--- Provided information ---

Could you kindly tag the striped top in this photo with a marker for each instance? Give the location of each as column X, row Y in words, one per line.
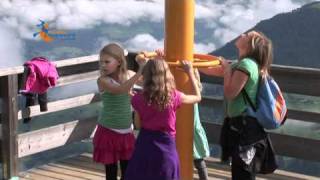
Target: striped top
column 116, row 111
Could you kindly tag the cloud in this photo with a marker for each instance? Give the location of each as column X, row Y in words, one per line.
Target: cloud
column 11, row 48
column 144, row 42
column 234, row 17
column 149, row 43
column 225, row 18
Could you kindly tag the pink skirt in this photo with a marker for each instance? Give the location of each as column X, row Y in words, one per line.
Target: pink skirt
column 109, row 146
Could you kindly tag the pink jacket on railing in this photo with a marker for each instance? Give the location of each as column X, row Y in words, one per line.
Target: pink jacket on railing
column 42, row 75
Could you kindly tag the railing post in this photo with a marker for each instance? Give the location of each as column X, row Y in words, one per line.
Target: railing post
column 9, row 121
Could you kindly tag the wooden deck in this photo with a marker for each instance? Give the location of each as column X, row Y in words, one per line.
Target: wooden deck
column 83, row 168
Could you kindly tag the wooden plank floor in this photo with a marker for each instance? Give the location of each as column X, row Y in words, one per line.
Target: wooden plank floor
column 83, row 168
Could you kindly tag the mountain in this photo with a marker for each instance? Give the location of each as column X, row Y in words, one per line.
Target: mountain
column 295, row 36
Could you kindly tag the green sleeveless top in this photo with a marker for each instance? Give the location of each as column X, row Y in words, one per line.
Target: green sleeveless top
column 237, row 106
column 116, row 111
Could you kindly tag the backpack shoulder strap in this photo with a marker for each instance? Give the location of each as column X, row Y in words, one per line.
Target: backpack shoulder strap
column 247, row 98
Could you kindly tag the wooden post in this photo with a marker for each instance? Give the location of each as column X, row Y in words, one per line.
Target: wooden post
column 179, row 39
column 9, row 117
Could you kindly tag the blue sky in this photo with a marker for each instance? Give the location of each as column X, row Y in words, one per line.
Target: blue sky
column 226, row 18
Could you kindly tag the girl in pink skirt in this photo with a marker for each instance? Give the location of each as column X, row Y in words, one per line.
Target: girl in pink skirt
column 114, row 141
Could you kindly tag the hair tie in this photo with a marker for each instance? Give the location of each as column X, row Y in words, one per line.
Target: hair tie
column 125, row 52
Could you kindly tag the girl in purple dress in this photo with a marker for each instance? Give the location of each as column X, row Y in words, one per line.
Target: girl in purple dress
column 155, row 156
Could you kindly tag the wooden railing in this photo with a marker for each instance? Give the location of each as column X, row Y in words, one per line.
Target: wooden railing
column 305, row 81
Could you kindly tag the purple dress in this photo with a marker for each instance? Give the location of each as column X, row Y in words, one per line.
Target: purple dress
column 155, row 156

---

• **Requirement**: Copy the items word for word, starting at the line containing "Could you kindly tag the green" and ending after the line containing "column 114, row 141".

• **Output of the exercise**:
Could you kindly tag the green sleeveless top in this photo with a marker for each instance? Give the location of each as column X, row Y in words, one per line.
Target: green sleeveless top
column 237, row 106
column 116, row 111
Could you kindly tag the backpack shoulder strap in this photo with a marker for each instance? Give the location of each as column X, row Y in words, one per line.
Target: backpack shoulder strap
column 247, row 98
Could you kindly tag the wooden post in this photo with a marker for each instance? Give the location of each as column X, row Y in words, one per line.
Target: wooden post
column 179, row 39
column 9, row 117
Could you kindly tag the blue sky in this photo with a marker for each instance? Give the location of each as column X, row Y in words, one per line.
Target: blue sky
column 226, row 18
Could you kindly tag the girl in pink skirt in this photo with a marker for each instance? Give the location of each as column X, row Y in words, one per line.
Target: girl in pink skirt
column 114, row 141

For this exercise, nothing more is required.